** WRITTEN PROBLEM A **
Extract every line of the records that contains the string "base", treating uppercase and lowercase letters as distinct.

** EXTRACTED TEXT **

[Start]

Just go back to this quote from Al and the direction of this film makes perfect sense. It's the narrative according to Mike Love. If the Smile chapter plays out the way it does, again that makes perfect sense because efforts have been underway for several decades to minimalize the Smile saga and its influence, discredit firsthand eyewitnesses to what was happening, repeat ad nauseum either a whitewashed or false narrative about the how's and why's of what happened, and ultimately dismiss what has been reported and published about it since 1967 by trying to replace it with a narrative which was cartoonishly portrayed on ABC in 2000 via the John Stamos produced biopic...again, the narrative according to Mike. Broadcast twice now by networks owned by Disney.

[End]

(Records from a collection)
[Start]

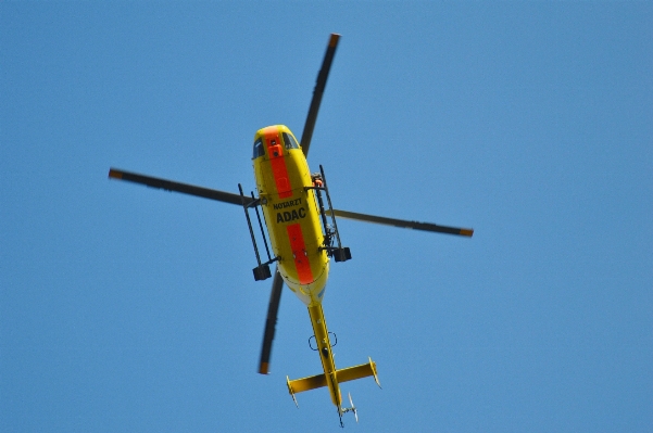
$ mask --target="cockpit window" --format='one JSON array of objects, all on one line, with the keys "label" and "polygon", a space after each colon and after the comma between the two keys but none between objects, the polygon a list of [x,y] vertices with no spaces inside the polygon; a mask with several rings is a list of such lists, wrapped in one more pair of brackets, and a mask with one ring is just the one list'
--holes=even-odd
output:
[{"label": "cockpit window", "polygon": [[255,160],[259,156],[263,155],[265,155],[265,150],[263,149],[263,141],[259,139],[254,142],[254,156],[252,156],[252,160]]},{"label": "cockpit window", "polygon": [[286,143],[286,149],[299,149],[297,140],[290,133],[284,132],[284,142]]}]

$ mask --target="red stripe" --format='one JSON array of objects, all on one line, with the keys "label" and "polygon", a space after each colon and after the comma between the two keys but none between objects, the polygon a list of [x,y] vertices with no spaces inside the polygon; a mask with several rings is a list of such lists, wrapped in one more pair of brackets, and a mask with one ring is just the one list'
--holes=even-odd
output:
[{"label": "red stripe", "polygon": [[[284,157],[284,152],[286,152],[284,141],[275,127],[268,128],[264,133],[277,193],[279,194],[279,199],[287,199],[292,195],[292,189],[288,181],[288,167],[286,167],[286,158]],[[276,156],[275,152],[277,154]]]},{"label": "red stripe", "polygon": [[314,278],[309,257],[306,257],[306,245],[304,244],[302,228],[299,224],[291,224],[290,226],[286,226],[286,230],[288,230],[290,247],[294,255],[294,267],[297,268],[299,282],[300,284],[309,284],[313,282]]}]

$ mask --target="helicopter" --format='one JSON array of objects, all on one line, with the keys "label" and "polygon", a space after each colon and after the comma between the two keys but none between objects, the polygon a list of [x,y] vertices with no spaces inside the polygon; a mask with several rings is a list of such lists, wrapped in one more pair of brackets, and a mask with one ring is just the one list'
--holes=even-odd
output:
[{"label": "helicopter", "polygon": [[[350,249],[342,246],[337,220],[352,219],[462,237],[472,237],[474,230],[340,211],[331,206],[324,168],[321,165],[319,171],[311,173],[306,156],[339,40],[340,35],[338,34],[331,34],[329,37],[301,139],[298,141],[285,125],[267,126],[255,132],[252,165],[256,194],[251,192],[246,195],[241,184],[238,184],[239,193],[233,193],[117,168],[110,168],[109,178],[242,207],[258,263],[256,267],[252,269],[254,280],[263,281],[273,278],[271,265],[276,264],[263,333],[259,373],[269,373],[277,313],[282,288],[287,285],[307,307],[314,332],[309,344],[318,353],[323,369],[323,373],[312,377],[294,380],[286,377],[288,392],[299,408],[296,394],[326,386],[331,403],[337,408],[340,426],[343,426],[342,416],[344,413],[353,412],[356,422],[359,417],[351,394],[349,394],[350,406],[343,406],[340,384],[367,377],[374,378],[379,387],[380,382],[376,362],[371,357],[366,364],[342,369],[336,368],[332,353],[335,344],[331,343],[331,336],[336,341],[337,338],[327,328],[322,302],[331,259],[339,263],[347,262],[352,257]],[[252,224],[253,218],[250,216],[252,209],[258,225]],[[261,257],[262,254],[254,234],[255,226],[261,231],[267,260],[265,260],[265,256]],[[313,341],[315,347],[313,347]]]}]

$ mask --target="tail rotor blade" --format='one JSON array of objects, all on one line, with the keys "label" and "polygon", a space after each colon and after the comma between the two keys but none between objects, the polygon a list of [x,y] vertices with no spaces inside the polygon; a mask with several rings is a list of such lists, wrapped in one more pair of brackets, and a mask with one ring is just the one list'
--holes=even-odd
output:
[{"label": "tail rotor blade", "polygon": [[272,356],[272,342],[275,335],[277,324],[277,314],[281,301],[281,291],[284,289],[284,279],[279,269],[275,271],[272,281],[272,292],[269,294],[269,305],[267,306],[267,318],[265,319],[265,331],[263,332],[263,347],[261,348],[261,361],[259,362],[259,373],[269,373],[269,358]]},{"label": "tail rotor blade", "polygon": [[329,44],[326,53],[324,54],[324,61],[322,62],[322,68],[317,74],[317,81],[315,82],[315,89],[313,89],[313,99],[311,100],[309,115],[306,116],[306,123],[304,124],[304,131],[302,132],[302,139],[300,142],[304,155],[309,154],[309,147],[311,145],[311,138],[313,138],[313,129],[315,129],[319,103],[322,102],[322,95],[324,93],[324,89],[326,88],[326,81],[329,77],[331,62],[334,61],[334,55],[336,54],[336,48],[338,48],[339,39],[340,35],[331,34],[329,38]]}]

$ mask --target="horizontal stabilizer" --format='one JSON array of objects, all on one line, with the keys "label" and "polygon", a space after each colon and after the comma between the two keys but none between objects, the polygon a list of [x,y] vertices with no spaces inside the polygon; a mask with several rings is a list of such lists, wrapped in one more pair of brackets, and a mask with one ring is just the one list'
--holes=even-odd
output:
[{"label": "horizontal stabilizer", "polygon": [[[336,370],[336,379],[338,383],[349,382],[356,379],[367,378],[369,375],[374,377],[376,384],[381,386],[378,381],[378,377],[376,375],[376,362],[368,358],[368,364],[362,364],[360,366],[348,367],[340,370]],[[297,393],[303,393],[304,391],[315,390],[322,386],[327,385],[326,375],[317,374],[311,375],[307,378],[296,379],[296,380],[287,380],[288,383],[288,392],[291,395]]]}]

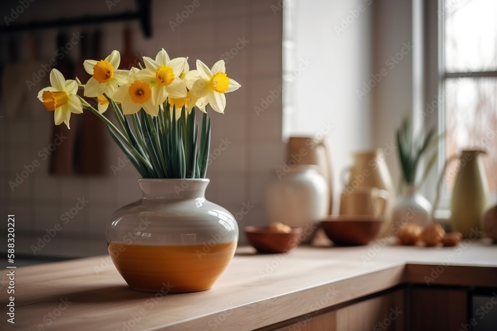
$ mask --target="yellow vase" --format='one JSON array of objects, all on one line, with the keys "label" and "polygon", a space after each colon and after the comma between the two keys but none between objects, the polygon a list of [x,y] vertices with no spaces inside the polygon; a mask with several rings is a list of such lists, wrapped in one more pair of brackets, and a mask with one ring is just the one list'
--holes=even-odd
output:
[{"label": "yellow vase", "polygon": [[484,152],[463,151],[452,191],[450,220],[454,230],[465,238],[479,237],[480,222],[488,203],[487,177],[480,157],[482,153]]},{"label": "yellow vase", "polygon": [[[461,232],[464,238],[475,239],[481,233],[481,222],[488,204],[488,181],[480,156],[482,150],[463,150],[460,155],[452,155],[445,164],[439,181],[435,209],[439,197],[440,185],[445,178],[455,176],[450,201],[450,221],[452,229]],[[459,160],[458,170],[445,172],[447,166]]]}]

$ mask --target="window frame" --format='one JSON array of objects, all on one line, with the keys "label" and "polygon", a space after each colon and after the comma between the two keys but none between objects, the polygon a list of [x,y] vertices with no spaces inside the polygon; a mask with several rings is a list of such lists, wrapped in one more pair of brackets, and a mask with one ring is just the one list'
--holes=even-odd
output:
[{"label": "window frame", "polygon": [[[444,87],[446,79],[457,78],[497,78],[497,71],[446,71],[443,37],[446,14],[445,2],[446,0],[421,0],[420,5],[422,7],[423,15],[419,18],[424,21],[423,23],[425,23],[421,24],[424,28],[421,33],[424,38],[423,47],[425,50],[422,55],[425,93],[422,103],[424,107],[423,107],[421,117],[426,119],[423,123],[425,130],[430,128],[436,128],[439,133],[445,130]],[[416,2],[415,0],[414,1]],[[436,33],[433,33],[434,31],[436,31]],[[436,105],[436,107],[433,107],[434,105]],[[429,105],[431,106],[431,108],[428,107]],[[432,112],[430,110],[432,108],[433,109]],[[441,139],[439,141],[437,148],[439,156],[437,160],[437,166],[433,167],[435,171],[431,171],[428,180],[422,188],[423,194],[432,201],[434,201],[436,198],[436,193],[434,192],[436,190],[433,190],[433,183],[435,183],[438,185],[439,178],[445,166],[446,150],[444,139]],[[495,193],[495,191],[489,192],[489,202],[492,205],[497,203],[497,197]],[[451,195],[451,192],[446,189],[444,186],[442,186],[442,190],[440,190],[440,200],[435,211],[435,217],[446,218],[450,216]]]}]

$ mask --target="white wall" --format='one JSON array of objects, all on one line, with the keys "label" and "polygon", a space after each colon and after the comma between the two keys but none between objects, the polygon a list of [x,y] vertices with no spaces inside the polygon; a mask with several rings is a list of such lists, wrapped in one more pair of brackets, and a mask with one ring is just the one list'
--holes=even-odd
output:
[{"label": "white wall", "polygon": [[[387,72],[371,91],[373,142],[379,147],[387,144],[397,146],[395,132],[413,109],[414,51],[407,52],[405,46],[416,47],[413,43],[412,2],[382,0],[373,5],[374,42],[371,72],[377,74],[384,68]],[[403,54],[403,51],[408,54]],[[397,151],[386,157],[396,188],[401,176],[399,162]]]},{"label": "white wall", "polygon": [[[333,126],[327,142],[337,201],[342,189],[339,174],[350,164],[352,153],[374,146],[372,96],[369,93],[359,100],[356,92],[369,79],[371,70],[372,1],[294,2],[290,39],[295,56],[291,61],[293,67],[302,60],[310,64],[289,84],[290,95],[284,100],[289,104],[284,104],[287,117],[284,133],[287,136],[314,135],[325,124]],[[335,209],[337,204],[333,204]]]}]

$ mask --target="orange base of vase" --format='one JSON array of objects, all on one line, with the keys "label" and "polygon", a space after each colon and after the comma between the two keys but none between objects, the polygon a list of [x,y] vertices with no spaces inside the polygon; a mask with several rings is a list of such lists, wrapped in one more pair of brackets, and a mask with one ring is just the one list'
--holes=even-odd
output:
[{"label": "orange base of vase", "polygon": [[178,293],[212,287],[235,254],[237,243],[146,246],[112,242],[108,250],[119,273],[134,290]]}]

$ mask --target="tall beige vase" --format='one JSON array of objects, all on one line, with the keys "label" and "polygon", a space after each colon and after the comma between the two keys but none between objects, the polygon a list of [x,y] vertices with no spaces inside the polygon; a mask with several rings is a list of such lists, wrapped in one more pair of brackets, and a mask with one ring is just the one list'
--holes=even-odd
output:
[{"label": "tall beige vase", "polygon": [[[452,229],[461,232],[464,238],[476,239],[482,230],[481,220],[488,207],[488,182],[480,156],[482,150],[463,150],[460,155],[452,155],[445,164],[437,187],[436,209],[443,180],[456,176],[450,201],[450,221]],[[459,171],[447,172],[447,166],[458,160]]]},{"label": "tall beige vase", "polygon": [[290,137],[288,140],[287,162],[290,167],[296,164],[315,164],[328,187],[328,214],[333,207],[333,180],[330,152],[324,140],[313,137]]},{"label": "tall beige vase", "polygon": [[385,219],[380,234],[384,236],[389,232],[392,206],[396,196],[390,173],[385,162],[385,154],[381,148],[377,148],[354,153],[353,158],[352,166],[342,171],[341,180],[344,186],[343,194],[351,194],[357,188],[374,187],[388,191]]}]

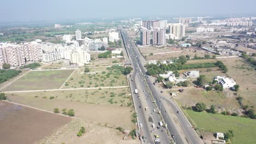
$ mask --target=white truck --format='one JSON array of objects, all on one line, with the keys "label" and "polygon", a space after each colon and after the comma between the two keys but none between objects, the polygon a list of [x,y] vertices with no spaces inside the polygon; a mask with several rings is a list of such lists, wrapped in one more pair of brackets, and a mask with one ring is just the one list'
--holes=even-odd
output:
[{"label": "white truck", "polygon": [[162,122],[159,122],[159,125],[160,125],[160,126],[162,126]]},{"label": "white truck", "polygon": [[135,89],[135,90],[134,90],[134,93],[138,93],[138,89]]}]

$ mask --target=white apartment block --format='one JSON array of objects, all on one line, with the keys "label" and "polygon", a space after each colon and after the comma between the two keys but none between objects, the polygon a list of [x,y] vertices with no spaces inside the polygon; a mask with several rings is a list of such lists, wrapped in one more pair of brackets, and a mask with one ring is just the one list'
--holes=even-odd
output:
[{"label": "white apartment block", "polygon": [[66,43],[71,43],[71,39],[72,39],[72,36],[70,34],[65,34],[62,37],[62,40],[66,42]]},{"label": "white apartment block", "polygon": [[75,39],[76,40],[82,39],[81,31],[80,31],[79,29],[77,29],[77,31],[75,31]]},{"label": "white apartment block", "polygon": [[43,54],[43,62],[49,63],[56,61],[61,59],[60,52],[59,51],[46,52]]},{"label": "white apartment block", "polygon": [[169,32],[174,37],[182,38],[185,36],[185,25],[182,23],[169,23]]},{"label": "white apartment block", "polygon": [[8,63],[11,68],[25,65],[26,62],[23,47],[16,44],[0,44],[0,63],[1,65]]},{"label": "white apartment block", "polygon": [[55,28],[59,28],[59,27],[61,27],[61,24],[55,24],[54,25],[54,27]]},{"label": "white apartment block", "polygon": [[108,33],[109,41],[114,42],[119,40],[119,33],[118,32],[109,32]]},{"label": "white apartment block", "polygon": [[90,55],[85,51],[74,51],[70,55],[70,63],[78,66],[83,66],[84,64],[89,63],[90,60]]},{"label": "white apartment block", "polygon": [[196,28],[197,33],[209,33],[213,32],[214,29],[213,28],[204,28],[204,27],[199,27]]}]

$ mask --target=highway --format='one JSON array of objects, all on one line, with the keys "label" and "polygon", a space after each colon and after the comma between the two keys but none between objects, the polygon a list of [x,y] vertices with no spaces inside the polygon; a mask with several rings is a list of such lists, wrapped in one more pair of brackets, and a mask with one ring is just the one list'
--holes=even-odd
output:
[{"label": "highway", "polygon": [[[150,127],[150,122],[148,120],[151,120],[150,117],[152,117],[156,127],[158,126],[157,122],[161,121],[160,117],[162,116],[162,121],[167,123],[168,131],[173,136],[176,143],[203,143],[202,141],[192,128],[185,116],[182,113],[178,113],[176,112],[180,110],[174,101],[172,99],[161,97],[160,92],[158,91],[154,87],[155,86],[153,85],[154,80],[146,75],[146,69],[143,64],[145,62],[144,58],[138,52],[136,46],[126,32],[121,29],[120,33],[125,45],[129,45],[128,47],[125,46],[125,49],[127,55],[129,57],[129,59],[131,60],[135,70],[131,76],[131,79],[134,79],[134,82],[132,82],[131,83],[131,87],[133,90],[137,88],[139,91],[138,94],[141,95],[140,99],[136,99],[135,106],[138,107],[139,105],[142,105],[143,108],[148,106],[149,109],[149,112],[143,109],[141,109],[140,113],[138,113],[138,121],[142,123],[148,123],[148,127],[142,129],[142,135],[144,134],[149,138],[148,142],[152,141],[152,140],[149,140],[150,134],[152,140],[154,139],[154,137],[152,137],[152,134],[150,133],[152,128]],[[145,92],[142,92],[141,91],[143,90]],[[142,95],[141,95],[142,94]],[[145,100],[145,99],[146,99]],[[155,102],[156,105],[154,105],[153,101]],[[153,109],[156,109],[157,111],[160,111],[161,116],[156,112],[152,113]],[[170,111],[174,113],[174,117],[173,117],[173,115],[171,116],[169,114],[168,112]],[[144,113],[143,113],[143,112]],[[147,119],[147,117],[149,118],[148,119]],[[174,118],[178,120],[178,123],[174,121]],[[155,129],[157,130],[157,129]],[[171,138],[168,136],[166,129],[163,127],[161,127],[161,131],[156,131],[156,133],[160,136],[161,143],[169,143],[170,141],[168,140]]]},{"label": "highway", "polygon": [[[132,43],[126,35],[123,35],[123,36],[125,45],[130,45],[131,43]],[[126,46],[126,57],[129,57],[129,61],[132,64],[132,66],[133,68],[133,73],[129,79],[131,88],[132,91],[134,91],[135,89],[138,89],[138,93],[133,93],[133,97],[135,110],[138,115],[138,122],[142,124],[142,127],[140,127],[141,136],[145,137],[142,142],[144,143],[154,143],[156,137],[154,136],[158,135],[161,143],[171,143],[170,140],[171,138],[170,135],[167,135],[166,129],[159,124],[159,122],[162,121],[158,113],[158,108],[155,106],[154,101],[150,96],[150,92],[147,87],[141,65],[136,58],[137,53],[135,52],[137,52],[127,46]],[[155,110],[155,111],[153,110]],[[155,124],[154,128],[152,127],[152,124]],[[150,133],[150,131],[153,129],[155,130],[155,132]]]}]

[End]

** WRITTEN PROBLEM B **
Write the passage that follows the final sentence of the commentary on the film and the Smile saga.

** ANSWER A **
$ mask --target="orange base of vase" --format='one JSON array of objects, all on one line, with the keys "label" and "polygon", a space after each colon and after the comma between the two keys but none between objects, the polygon a list of [x,y] vertices with no spaces inside the polygon; a mask with several rings is a list of such lists, wrapped in one more pair of brackets, and a mask with one ring is just the one list'
[{"label": "orange base of vase", "polygon": [[178,293],[212,287],[235,254],[237,243],[146,246],[112,242],[108,250],[119,273],[134,290]]}]

** ANSWER B **
It's really not hard to suss out why the documentary reads this way and why the narrative is what it is. It's just a shame to see over the past few decades such blatant efforts by some factions to diminish and discredit the individuals who had firsthand, even eyewitness information that would counter the narratives which included Brian being so geeked up on drugs and held back by various leeches and hangers-on that he couldn't do the work and decided to one day wave his hand in the air and scrap everything in his fits of drug-fueled paranoia. It's so laughable, yet if that crap continues to be repeated there are people who will believe it.

And if these narratives go beyond message boards and people with agendas sending false information around the fanbase, and gets broadcast widely to "new" fans on projects like the ABC miniseries and the Disney doc, those new fans will hear it and believe it. Sad.

 3 
 on: Today at 01:50:46 PM 
Started by Gosh Darn Highway - Last post by rab2591
I have to ask this.

An American Family was 2 parts. How is it that John Stamos can get a 2 part miniseries about the BB made yet Frank Marshall and Irving Azoff can only get a less than 2 hour doc made?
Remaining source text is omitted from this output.